DATA PROVIDED:
■ ■ ■
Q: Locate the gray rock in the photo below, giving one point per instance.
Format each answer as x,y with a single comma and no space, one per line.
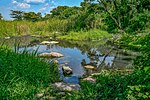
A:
49,42
96,74
66,87
90,79
39,95
89,67
52,54
71,80
67,70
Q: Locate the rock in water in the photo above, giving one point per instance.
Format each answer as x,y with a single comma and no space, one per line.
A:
89,67
66,87
45,42
71,80
67,70
54,42
52,54
49,42
90,79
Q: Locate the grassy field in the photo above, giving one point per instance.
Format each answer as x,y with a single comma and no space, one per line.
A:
24,75
94,34
17,28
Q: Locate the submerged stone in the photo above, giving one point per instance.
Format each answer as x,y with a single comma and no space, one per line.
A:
66,87
71,80
89,67
52,54
49,42
67,70
90,79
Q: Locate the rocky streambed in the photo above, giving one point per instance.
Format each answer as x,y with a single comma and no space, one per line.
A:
75,59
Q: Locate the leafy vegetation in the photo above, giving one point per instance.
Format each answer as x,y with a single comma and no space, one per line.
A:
94,34
24,75
94,20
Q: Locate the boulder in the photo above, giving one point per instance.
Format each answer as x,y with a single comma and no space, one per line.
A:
39,95
71,80
96,74
65,86
49,42
52,54
89,67
45,42
7,37
56,61
90,79
67,70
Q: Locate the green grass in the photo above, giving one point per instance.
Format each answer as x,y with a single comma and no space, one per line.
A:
112,85
94,34
43,28
24,75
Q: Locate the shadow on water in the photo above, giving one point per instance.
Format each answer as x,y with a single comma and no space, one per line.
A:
76,55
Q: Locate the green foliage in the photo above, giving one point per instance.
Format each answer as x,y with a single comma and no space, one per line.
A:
23,75
1,17
94,34
32,16
16,14
126,15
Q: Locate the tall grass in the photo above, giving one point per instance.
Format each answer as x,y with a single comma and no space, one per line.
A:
24,75
94,34
48,27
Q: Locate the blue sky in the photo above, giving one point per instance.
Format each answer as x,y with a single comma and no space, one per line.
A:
43,6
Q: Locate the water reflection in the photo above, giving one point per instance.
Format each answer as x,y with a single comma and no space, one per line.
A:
76,54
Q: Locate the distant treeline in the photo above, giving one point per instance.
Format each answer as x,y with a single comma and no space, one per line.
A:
112,15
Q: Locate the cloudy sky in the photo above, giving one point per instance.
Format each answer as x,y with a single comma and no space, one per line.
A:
43,6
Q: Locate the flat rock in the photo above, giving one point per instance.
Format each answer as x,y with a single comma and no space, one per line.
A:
52,54
89,67
39,95
56,61
96,74
49,42
71,80
67,70
90,79
66,87
7,37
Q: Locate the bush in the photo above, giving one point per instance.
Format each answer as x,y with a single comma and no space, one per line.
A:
23,75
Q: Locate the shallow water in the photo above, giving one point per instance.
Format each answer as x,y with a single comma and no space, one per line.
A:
76,55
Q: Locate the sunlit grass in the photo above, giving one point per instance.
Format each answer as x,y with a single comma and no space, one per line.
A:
24,75
94,34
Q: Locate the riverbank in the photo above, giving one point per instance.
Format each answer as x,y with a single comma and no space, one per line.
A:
24,75
28,79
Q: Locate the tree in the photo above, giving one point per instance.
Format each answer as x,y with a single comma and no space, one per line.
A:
125,15
16,14
1,17
32,16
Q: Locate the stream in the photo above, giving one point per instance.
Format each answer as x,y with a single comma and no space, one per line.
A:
76,55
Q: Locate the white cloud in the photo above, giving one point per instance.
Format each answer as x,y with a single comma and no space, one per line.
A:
21,4
35,1
24,5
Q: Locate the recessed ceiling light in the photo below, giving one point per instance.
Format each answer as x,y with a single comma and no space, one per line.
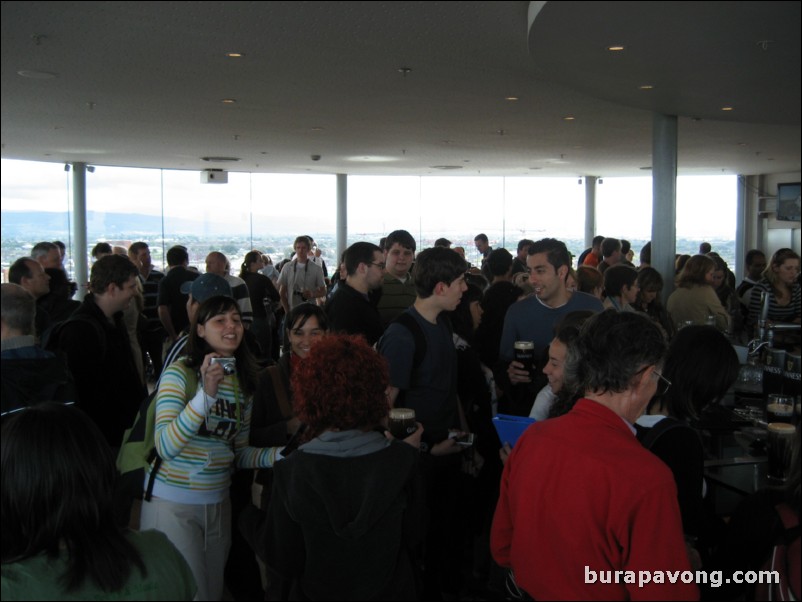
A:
372,159
31,74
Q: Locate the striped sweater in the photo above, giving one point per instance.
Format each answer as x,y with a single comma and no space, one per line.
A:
199,451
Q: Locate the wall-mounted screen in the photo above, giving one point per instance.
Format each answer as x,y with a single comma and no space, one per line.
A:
788,206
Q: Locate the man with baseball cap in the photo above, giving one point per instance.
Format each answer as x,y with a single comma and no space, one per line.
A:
204,287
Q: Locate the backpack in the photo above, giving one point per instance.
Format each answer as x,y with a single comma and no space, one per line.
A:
785,560
138,448
50,337
408,321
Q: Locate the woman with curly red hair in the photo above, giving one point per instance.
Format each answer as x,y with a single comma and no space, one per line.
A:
344,520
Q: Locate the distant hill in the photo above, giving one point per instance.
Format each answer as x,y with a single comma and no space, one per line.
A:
45,224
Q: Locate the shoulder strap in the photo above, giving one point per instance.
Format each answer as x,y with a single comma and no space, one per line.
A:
154,457
408,321
280,390
658,430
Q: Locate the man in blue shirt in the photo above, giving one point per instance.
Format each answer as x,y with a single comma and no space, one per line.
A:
533,319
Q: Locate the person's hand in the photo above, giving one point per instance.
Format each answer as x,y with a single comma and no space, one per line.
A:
518,373
472,462
504,452
413,439
447,446
212,374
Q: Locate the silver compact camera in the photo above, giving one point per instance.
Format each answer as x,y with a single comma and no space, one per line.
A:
229,364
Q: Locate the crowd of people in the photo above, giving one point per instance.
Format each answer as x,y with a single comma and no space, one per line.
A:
276,476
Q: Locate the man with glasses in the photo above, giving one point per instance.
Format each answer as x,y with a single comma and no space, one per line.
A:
420,351
585,482
301,280
351,308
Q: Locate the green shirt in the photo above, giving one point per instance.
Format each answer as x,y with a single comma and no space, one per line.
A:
168,575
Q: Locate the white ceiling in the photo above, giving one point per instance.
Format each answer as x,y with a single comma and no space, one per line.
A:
141,84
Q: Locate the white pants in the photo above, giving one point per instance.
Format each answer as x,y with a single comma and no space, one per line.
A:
202,533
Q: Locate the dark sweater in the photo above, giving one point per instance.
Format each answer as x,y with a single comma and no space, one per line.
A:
346,528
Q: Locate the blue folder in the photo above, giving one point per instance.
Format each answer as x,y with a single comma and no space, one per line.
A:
509,428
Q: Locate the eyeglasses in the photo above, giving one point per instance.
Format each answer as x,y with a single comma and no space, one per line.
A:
662,384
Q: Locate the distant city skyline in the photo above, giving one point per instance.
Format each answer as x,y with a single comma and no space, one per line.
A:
282,204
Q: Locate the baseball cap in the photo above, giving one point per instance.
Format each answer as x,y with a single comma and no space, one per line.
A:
206,286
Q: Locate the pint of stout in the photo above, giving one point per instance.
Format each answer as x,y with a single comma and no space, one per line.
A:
525,353
773,362
401,423
781,436
780,408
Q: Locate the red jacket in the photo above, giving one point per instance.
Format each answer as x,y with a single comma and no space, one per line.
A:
580,497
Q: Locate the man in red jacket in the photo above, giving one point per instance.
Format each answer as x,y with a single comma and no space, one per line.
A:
585,512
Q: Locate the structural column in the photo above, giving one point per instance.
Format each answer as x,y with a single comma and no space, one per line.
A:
740,229
590,209
79,256
664,198
342,215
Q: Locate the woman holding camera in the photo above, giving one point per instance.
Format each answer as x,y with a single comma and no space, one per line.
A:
201,431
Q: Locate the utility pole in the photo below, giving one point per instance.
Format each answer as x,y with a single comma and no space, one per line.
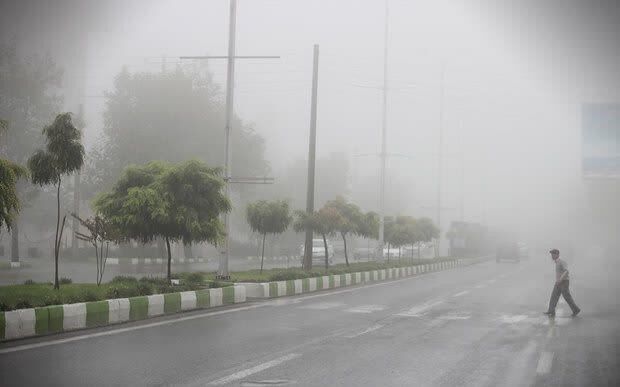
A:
307,264
222,272
75,224
440,159
383,155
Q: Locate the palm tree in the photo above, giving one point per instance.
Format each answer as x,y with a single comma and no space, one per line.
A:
63,155
268,218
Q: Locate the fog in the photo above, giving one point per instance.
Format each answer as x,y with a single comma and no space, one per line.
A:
514,77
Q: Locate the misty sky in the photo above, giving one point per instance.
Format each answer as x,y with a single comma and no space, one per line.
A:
515,77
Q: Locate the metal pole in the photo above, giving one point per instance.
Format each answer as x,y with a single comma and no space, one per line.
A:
230,82
307,264
383,142
75,225
440,159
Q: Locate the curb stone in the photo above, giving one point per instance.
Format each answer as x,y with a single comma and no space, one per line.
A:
40,321
294,287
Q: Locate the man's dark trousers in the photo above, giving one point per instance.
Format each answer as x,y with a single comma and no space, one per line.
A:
562,288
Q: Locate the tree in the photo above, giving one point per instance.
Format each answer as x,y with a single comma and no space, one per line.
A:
426,231
351,220
28,101
63,154
9,175
268,218
177,202
323,222
139,112
397,233
100,233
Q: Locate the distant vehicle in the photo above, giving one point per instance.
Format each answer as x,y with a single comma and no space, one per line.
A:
318,252
508,251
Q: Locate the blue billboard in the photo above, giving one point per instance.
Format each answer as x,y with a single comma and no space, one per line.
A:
600,131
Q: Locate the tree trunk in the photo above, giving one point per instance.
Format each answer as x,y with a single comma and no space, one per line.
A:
326,252
97,260
104,259
15,241
346,255
187,251
56,239
161,247
169,275
262,257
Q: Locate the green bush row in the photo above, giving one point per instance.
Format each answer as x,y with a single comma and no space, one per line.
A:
32,294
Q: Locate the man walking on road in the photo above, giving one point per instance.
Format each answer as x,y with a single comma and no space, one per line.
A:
561,286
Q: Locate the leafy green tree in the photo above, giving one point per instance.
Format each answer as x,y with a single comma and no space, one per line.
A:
63,154
369,226
139,112
351,220
266,217
177,202
399,232
426,231
28,100
101,232
9,175
323,222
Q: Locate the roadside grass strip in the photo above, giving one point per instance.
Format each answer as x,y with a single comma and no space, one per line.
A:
61,318
97,314
172,302
307,285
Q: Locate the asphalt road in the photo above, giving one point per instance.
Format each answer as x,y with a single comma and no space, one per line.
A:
475,326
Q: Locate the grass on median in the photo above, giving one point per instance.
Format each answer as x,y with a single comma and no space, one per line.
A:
31,294
281,274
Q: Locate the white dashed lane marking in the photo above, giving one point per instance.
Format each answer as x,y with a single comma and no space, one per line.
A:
256,369
365,331
420,310
365,309
322,305
544,363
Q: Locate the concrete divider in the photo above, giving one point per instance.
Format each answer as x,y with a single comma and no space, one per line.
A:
308,285
63,318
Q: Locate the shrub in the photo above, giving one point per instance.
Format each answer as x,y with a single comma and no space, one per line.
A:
155,281
73,299
194,278
121,291
144,289
288,275
124,279
89,296
23,304
51,299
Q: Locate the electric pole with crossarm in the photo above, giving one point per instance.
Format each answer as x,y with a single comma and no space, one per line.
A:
222,272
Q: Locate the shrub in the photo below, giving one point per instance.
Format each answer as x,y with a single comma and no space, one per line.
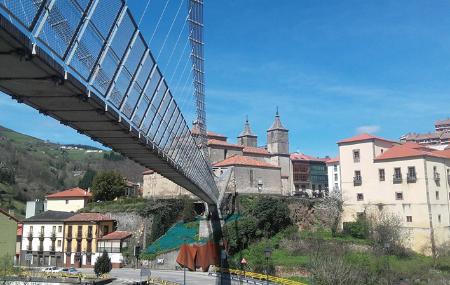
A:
103,264
358,229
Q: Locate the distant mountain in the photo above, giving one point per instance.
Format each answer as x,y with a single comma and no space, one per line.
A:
31,168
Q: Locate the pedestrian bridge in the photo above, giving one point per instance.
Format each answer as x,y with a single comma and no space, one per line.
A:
86,64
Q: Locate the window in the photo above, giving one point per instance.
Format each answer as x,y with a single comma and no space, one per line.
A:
381,174
398,173
360,197
356,157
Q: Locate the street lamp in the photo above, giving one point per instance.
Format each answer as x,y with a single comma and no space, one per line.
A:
267,254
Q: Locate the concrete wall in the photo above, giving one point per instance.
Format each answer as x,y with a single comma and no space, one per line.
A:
66,205
8,231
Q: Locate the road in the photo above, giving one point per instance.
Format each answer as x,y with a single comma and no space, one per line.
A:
128,275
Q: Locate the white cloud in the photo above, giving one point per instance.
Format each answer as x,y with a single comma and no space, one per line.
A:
368,129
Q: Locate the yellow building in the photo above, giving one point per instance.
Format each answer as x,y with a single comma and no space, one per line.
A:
408,180
82,232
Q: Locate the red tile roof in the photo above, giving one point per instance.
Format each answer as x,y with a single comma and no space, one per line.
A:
70,193
305,157
223,144
148,171
117,235
9,215
240,160
19,231
333,160
87,217
410,150
256,150
364,137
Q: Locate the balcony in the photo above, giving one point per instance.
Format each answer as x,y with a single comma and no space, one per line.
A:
437,177
357,181
397,179
411,179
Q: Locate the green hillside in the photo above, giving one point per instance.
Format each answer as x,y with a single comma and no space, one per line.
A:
31,168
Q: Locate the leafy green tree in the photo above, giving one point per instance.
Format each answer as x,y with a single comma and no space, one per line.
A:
272,215
108,185
103,264
88,179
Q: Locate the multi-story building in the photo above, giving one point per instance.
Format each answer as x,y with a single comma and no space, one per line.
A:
43,239
70,200
8,229
82,232
309,175
334,174
408,180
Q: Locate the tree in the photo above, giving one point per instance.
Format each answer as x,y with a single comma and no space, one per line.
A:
108,185
272,215
103,264
88,179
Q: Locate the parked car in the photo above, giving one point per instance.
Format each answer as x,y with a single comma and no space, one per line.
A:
52,269
70,271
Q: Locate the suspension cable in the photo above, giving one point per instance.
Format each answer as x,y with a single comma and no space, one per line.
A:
178,40
143,13
170,29
159,21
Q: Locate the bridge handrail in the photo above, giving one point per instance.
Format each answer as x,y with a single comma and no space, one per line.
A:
109,55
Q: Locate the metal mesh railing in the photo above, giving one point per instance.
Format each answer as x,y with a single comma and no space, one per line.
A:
99,42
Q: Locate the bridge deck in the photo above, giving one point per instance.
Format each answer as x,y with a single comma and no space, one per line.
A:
42,83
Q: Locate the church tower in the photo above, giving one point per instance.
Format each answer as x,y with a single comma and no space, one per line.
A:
278,137
247,137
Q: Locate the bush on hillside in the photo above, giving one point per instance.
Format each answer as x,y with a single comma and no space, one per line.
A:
272,215
358,229
103,264
108,185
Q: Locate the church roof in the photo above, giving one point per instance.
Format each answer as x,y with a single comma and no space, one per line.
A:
276,125
239,160
247,132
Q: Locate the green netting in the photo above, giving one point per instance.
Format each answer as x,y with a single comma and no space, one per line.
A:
177,235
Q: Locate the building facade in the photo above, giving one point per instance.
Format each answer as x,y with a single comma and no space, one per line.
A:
8,226
334,175
309,174
82,232
408,180
43,239
70,200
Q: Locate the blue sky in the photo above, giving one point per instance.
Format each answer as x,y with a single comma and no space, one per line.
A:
334,68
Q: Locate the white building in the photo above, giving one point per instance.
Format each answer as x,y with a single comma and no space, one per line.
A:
334,174
408,180
43,239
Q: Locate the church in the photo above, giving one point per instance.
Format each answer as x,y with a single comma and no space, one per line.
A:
247,168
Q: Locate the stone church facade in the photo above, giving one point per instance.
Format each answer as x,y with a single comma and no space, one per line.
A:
244,167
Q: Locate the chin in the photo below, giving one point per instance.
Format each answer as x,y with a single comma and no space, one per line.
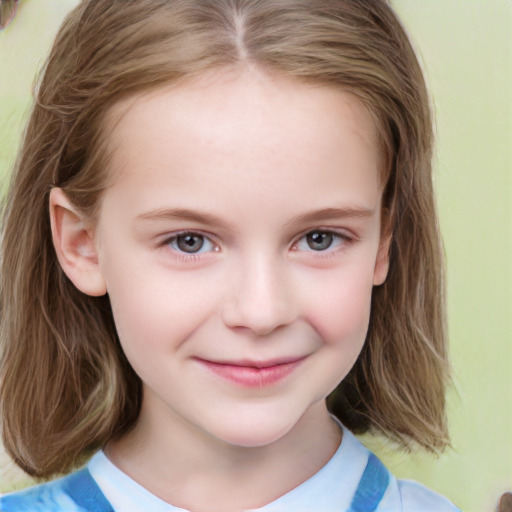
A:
255,432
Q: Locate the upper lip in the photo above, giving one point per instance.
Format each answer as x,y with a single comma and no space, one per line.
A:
253,363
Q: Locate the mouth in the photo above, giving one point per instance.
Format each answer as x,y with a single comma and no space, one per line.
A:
253,374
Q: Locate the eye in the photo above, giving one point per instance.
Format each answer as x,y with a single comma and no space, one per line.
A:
320,240
191,243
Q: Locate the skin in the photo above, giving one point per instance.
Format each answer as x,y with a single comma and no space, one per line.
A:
■ ■ ■
INSTRUCTIONS FOR THE TASK:
Take the lines above from the one containing "Q: Locate the shoulder" to the one containing "Q: Locate the baseball" and retype them exactly, both ends included, with nothing added.

FINISHED TASK:
Q: Locate the shoulder strap in the photo above, giving one point per instance.
Format each answer as x,y with a single comma and no space, one per line.
A:
154,457
408,321
280,390
658,430
Q: Locate the man in blue shirt in the photo above, giving one point per instance.
Format each answer as x,y with a single comma and no space, one per line.
A:
533,319
Q: Locate the person's hand in the photo above, giving one point per instance.
Format each answer as x,y with a single comma and no space, one per line.
A:
518,373
472,462
504,452
413,439
447,446
212,374
Q: Locate the silver compact camera in the photo above, giving one point per instance.
Format each answer as x,y with a single comma and no space, one per line.
A:
229,364
Q: Locate the crowd of people in the photo above, giving one point per instance.
Format each answer as x,y with a single comma and no space, one per line.
A:
276,476
Q: Locate the man with glasses in the photo above, giving one point per instance.
Format each answer as x,y with a single comma and no space, one per line.
A:
420,351
585,482
301,280
351,308
Q: Locate the green shirt in the photo above, giving one point per instance.
Format each answer as x,y with a single comma and no space, one per line.
A:
168,575
Q: Locate the white ceiling in the photo above, giving one point per instance.
Format each answer as x,y with a single comma and no space, one per line.
A:
141,84
Q: Locate the white pants in the photo above, giving one point per instance.
Format each answer as x,y with a single comma and no space, one per line.
A:
202,533
Q: Locate the dark sweater in the photo above, giving one point per instance.
Format each answer as x,y with a single comma and no space, one per line.
A:
346,528
Q: Locate the blue folder in the photo above, giving one point per instance.
Format each answer as x,y with a single comma and no space, one per line.
A:
509,428
Q: Locate the eyeglasses in the photo above, giving one point per instance.
Format each answer as x,y with a single comma and no space, one per line.
A:
662,384
Q: Locate the distant city skyline in the photo above, giving one point per instance.
Format each answer as x,y with a single comma and no space, one per line.
A:
282,204
Q: Locate the baseball cap in the photo above, giving one point per instance.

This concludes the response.